EXTRACT:
Business tax loopholes that allow companies to steer their revenues to lower-tax states or countries have cost Pennsylvania hundreds of millions of dollars, and closing the loopholes would allow the state to reduce its corporate tax rate, according to testimony given at a state House hearing yesterday.

"It's about tax fairness," said David Levdansky, D-Forward, who has introduced House bill 1775, which would change state accounting standards to close the so-called Delaware loophole.

It's called that because Delaware is one of the "low-tax" states that encourages the establishment of holding companies. Gov. Ed Rendell has sought, with no success, to close the loophole for the last seven years.

Two dozen states require an accounting method known as "combined reporting," which if enacted in Pennsylvania would require that companies doing business in the state combine total revenues, including the money made by its various subsidiaries and parent companies, before determining what portion is taxable in Pennsylvania.

Seven have made the change to combined reporting since 2004, including Texas, which is usually seen as a business-friendly state.

PROVIDED MATERIAL:
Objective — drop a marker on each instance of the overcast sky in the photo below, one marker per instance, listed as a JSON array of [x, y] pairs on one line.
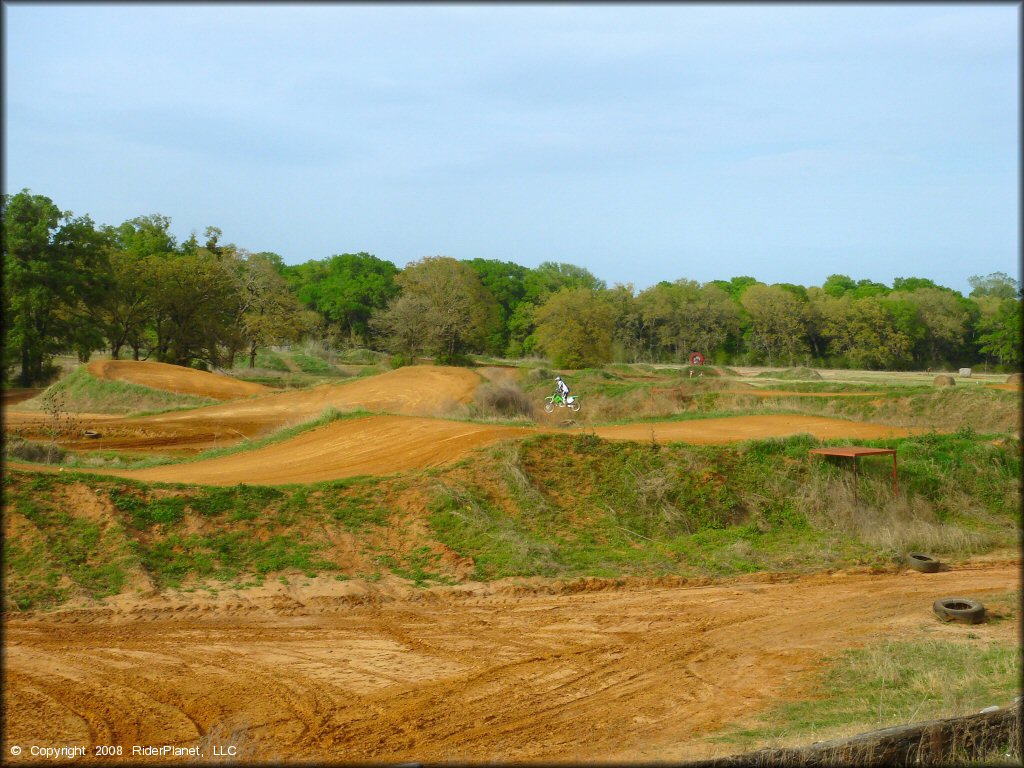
[[644, 142]]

REQUIRED WORK:
[1] In the article on the Delaware loophole, how many states have switched to combined reporting since 2004?
[2] Say whether each statement agrees with the article on the Delaware loophole. Answer yes or no and quote the deciding words. (a) David Levdansky introduced House bill 1775. (b) Gov. Ed Rendell has managed to close the loophole. (c) Two dozen states require combined reporting.
[3] Copy word for word the part of the article on the Delaware loophole that runs from "It's called that" up to and including "taxable in Pennsylvania.".

OUTPUTS BY TASK:
[1] Seven states, including Texas.

[2]
(a) Yes: "David Levdansky, D-Forward, who has introduced House bill 1775"
(b) No: "Gov. Ed Rendell has sought, with no success, to close the loophole for the last seven years."
(c) Yes: "Two dozen states require an accounting method known as "combined reporting,""

[3]
It's called that because Delaware is one of the "low-tax" states that encourages the establishment of holding companies. Gov. Ed Rendell has sought, with no success, to close the loophole for the last seven years.

Two dozen states require an accounting method known as "combined reporting," which if enacted in Pennsylvania would require that companies doing business in the state combine total revenues, including the money made by its various subsidiaries and parent companies, before determining what portion is taxable in Pennsylvania.